Text excerpt:
Zug Izland is an American rock band from Detroit, Michigan, United States, currently signed to Psychopathic Records. The group sometimes refers to its fans as "zuggalos".

Background
Zug Izland formed in 2001, named after an industrial site near Detroit. The band was formed by Insane Clown Posse member Violent J (Joseph Bruce) and Mike Puwal, out of Bruce's love of rock music. Bruce wanted to know what a "Juggalo Rock" band would sound like. Zug Izland's songs were written and developed during the recording of Insane Clown Posse's album The Wraith: Shangri-La.

Bruce and Puwal completed the basic tracks for two songs, but still required a lead singer. Bruce wanted a singer similar to Kurt Cobain, Eddie Vedder, Jim Morrison or Axl Rose. Although Syn was sought by three other bands at the time, he joined Zug Izland as their official singer. The band broke onto the national competitive music scene in 2003 with their debut album, Cracked Tiles.

The album peaked at No. 48 on the Billboard Heatseekers chart and at No. 31 on the Top Independent Albums chart. Zug Izland released a follow-up album 3:33 the 1st of June 2004. It peaked at No. 26 on the Top Heatseekers chart and at No. 22 on the Top Independent Albums chart. The release of the 3:33 album amicably fulfilled Psychopathic Records contract with Zug Izland.

After parting ways with Psychopathic Records after the release of 3:33, Zug Izland began writing and recording songs for a new album entitled "Promised Land". The ill-fated album was never released however tracks 'Next To Me", "Lies" and "How Does it Feel" were released officially online with leaked songs "Promised land" and "Woke Up Screaming" surfacing online some time later. The Syn written and recorded "Chemical Girl" was also released via the official Zug Izland MySpace page, however it has also never featured on an album.

In 2005, Zug Izland recorded a cover of Pink Floyd classic "Another Brick In The Wall". The track was a crowd favourite that Zug Izland would often cover at their live shows. Re-working the lyrics, the new track took a "Juggalo" theme replacing Pink Floyd's child chorus with a group of angry Juggalos screaming "Hey! People! Leave Juggalos alone!" in reference to the Juggalo culture's misrepresentation in mainstream media. The finished track was made available through the ZugIzland.com, but never made available on an official release.

Source data:

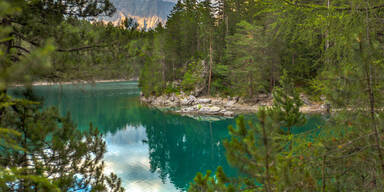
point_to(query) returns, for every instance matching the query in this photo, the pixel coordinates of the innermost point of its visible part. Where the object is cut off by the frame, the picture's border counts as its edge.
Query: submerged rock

Try it: From the Zug Izland text above, copy the passage word for word, beginning at the words "The album peaked" and stopping after the words "with Zug Izland.".

Answer to this exercise:
The album peaked at No. 48 on the Billboard Heatseekers chart and at No. 31 on the Top Independent Albums chart. Zug Izland released a follow-up album 3:33 the 1st of June 2004. It peaked at No. 26 on the Top Heatseekers chart and at No. 22 on the Top Independent Albums chart. The release of the 3:33 album amicably fulfilled Psychopathic Records contract with Zug Izland.